Data shown:
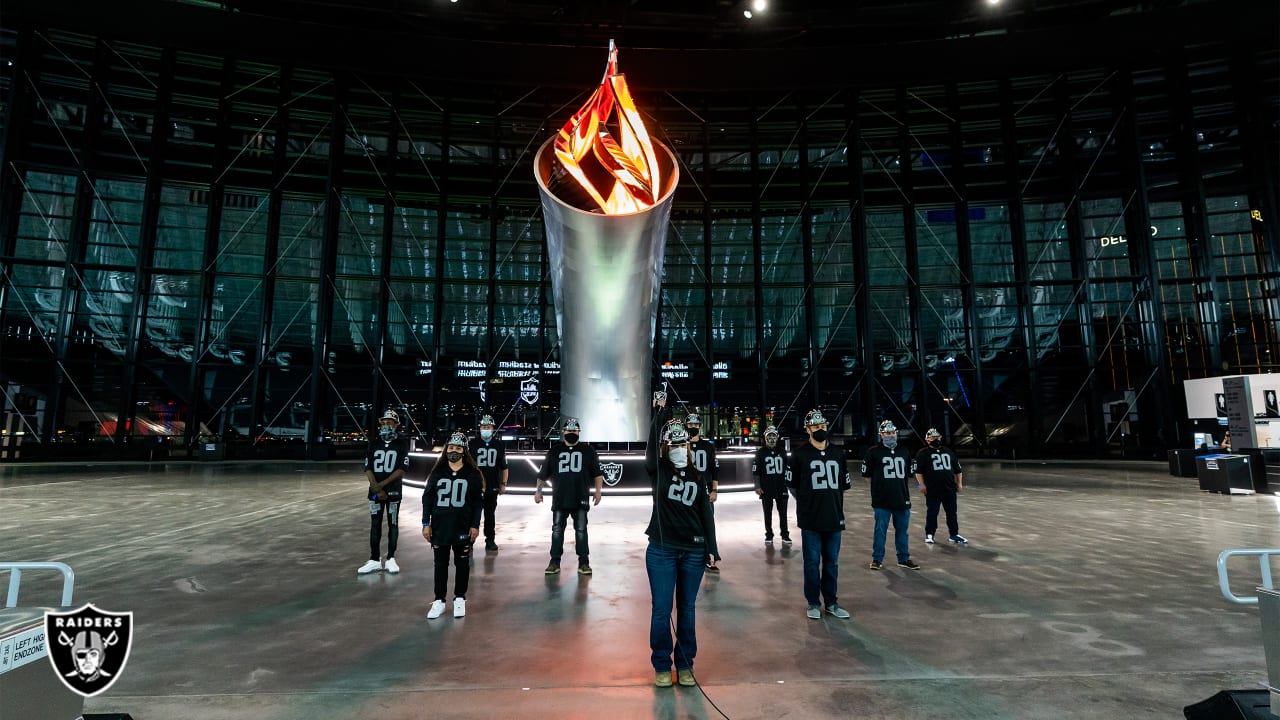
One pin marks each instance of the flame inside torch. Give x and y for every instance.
(612, 162)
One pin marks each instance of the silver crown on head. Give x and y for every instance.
(675, 433)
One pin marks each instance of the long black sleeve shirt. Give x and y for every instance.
(888, 470)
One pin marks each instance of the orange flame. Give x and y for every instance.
(627, 165)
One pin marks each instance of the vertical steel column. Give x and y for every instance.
(758, 253)
(910, 249)
(1080, 267)
(860, 256)
(964, 253)
(438, 305)
(387, 265)
(13, 128)
(142, 272)
(321, 405)
(1194, 212)
(810, 283)
(1142, 264)
(77, 244)
(208, 273)
(1018, 240)
(270, 259)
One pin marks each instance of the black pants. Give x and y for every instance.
(461, 566)
(375, 527)
(560, 518)
(768, 515)
(947, 500)
(490, 505)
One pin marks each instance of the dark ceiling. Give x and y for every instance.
(699, 23)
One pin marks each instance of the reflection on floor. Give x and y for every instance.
(1087, 591)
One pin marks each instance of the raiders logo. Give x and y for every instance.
(88, 647)
(612, 473)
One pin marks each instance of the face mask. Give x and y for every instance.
(679, 456)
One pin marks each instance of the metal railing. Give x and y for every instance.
(1265, 566)
(68, 579)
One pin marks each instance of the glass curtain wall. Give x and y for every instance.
(199, 247)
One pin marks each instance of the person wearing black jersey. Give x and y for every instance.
(887, 464)
(681, 536)
(940, 477)
(385, 463)
(570, 465)
(818, 478)
(492, 459)
(702, 456)
(451, 520)
(768, 470)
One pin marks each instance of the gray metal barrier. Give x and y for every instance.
(1269, 606)
(16, 579)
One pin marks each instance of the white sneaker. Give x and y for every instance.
(437, 610)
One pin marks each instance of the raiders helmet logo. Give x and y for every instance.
(88, 647)
(612, 473)
(529, 391)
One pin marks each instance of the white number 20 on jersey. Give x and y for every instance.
(826, 474)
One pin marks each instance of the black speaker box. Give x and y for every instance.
(1232, 705)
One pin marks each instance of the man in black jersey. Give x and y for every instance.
(887, 465)
(385, 463)
(769, 472)
(818, 478)
(492, 459)
(940, 477)
(570, 465)
(702, 456)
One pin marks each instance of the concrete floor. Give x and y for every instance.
(1087, 591)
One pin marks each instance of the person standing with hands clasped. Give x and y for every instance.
(940, 477)
(451, 520)
(570, 465)
(681, 536)
(492, 459)
(385, 464)
(819, 478)
(768, 470)
(887, 464)
(702, 455)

What needs to be done:
Leave the pictures out and reproduce each record exactly as written.

Result of the task:
One pin marks each instance of the flame inside torch. Give x and y for every instance.
(612, 162)
One pin marks each instance of the silver crown on head. Give x and y for every instance.
(675, 433)
One pin marks each instance of the long black sleeve shirt. Give x and y for every instance.
(888, 470)
One pin marks each instance of the orange flame. Give x and y for every instance.
(627, 165)
One pin marks each instance of the vertical steel column. Give x and y for every instance.
(758, 253)
(910, 249)
(1080, 267)
(860, 256)
(964, 253)
(438, 305)
(387, 265)
(13, 128)
(142, 272)
(321, 405)
(1194, 212)
(810, 283)
(1142, 264)
(77, 244)
(208, 273)
(1018, 240)
(270, 259)
One pin marks each instance of the black pants. Give x and y for every instance.
(461, 566)
(375, 527)
(560, 518)
(768, 515)
(947, 500)
(490, 505)
One pin marks each instance of the dark ceiling. Give x and y for every instance.
(699, 23)
One pin marks each instance of the reflection on floor. Give x and y for every instance.
(1087, 591)
One pin marks each instance of the raiders logo. Give x and y for every instance.
(88, 647)
(612, 473)
One pin marks each instance of the face mask. Give x and y for every instance.
(679, 456)
One pin marks each instance of the metal railing. Give x and y for every instance.
(1265, 566)
(68, 579)
One pin marks each instance of the glass curtain wall. Give x and y for every instance.
(199, 247)
One pin marks each instance of the person wearing black jersey. Give x and y for every instance.
(887, 464)
(681, 536)
(940, 477)
(385, 463)
(570, 465)
(818, 478)
(492, 459)
(702, 456)
(451, 520)
(768, 470)
One pin marks each instance of the gray metal barrier. Give x and y for every instance.
(1269, 606)
(16, 579)
One pin marks each instance of the white sneaker. Give x and y for every instance.
(437, 610)
One pin marks each instance of the raiders helmet logo. Give x and y for every instance.
(88, 647)
(612, 473)
(529, 391)
One pin marks each instance of the white number 20 on jersey. Give x and y for every instance.
(826, 474)
One pin marks each instance of the black speaker box. Give x and y for every instance.
(1232, 705)
One pin marks each instance of the man in black jersey. Give x and y for every instance.
(887, 465)
(385, 463)
(769, 472)
(818, 478)
(492, 459)
(940, 477)
(570, 465)
(702, 456)
One pin marks each instance of the concrete floor. Give x and y for every instance.
(1087, 591)
One pin marks each instance of the person standing with hands clasped. Give x and y for every instance.
(940, 477)
(451, 520)
(570, 465)
(681, 536)
(492, 459)
(385, 464)
(819, 478)
(768, 470)
(887, 464)
(702, 455)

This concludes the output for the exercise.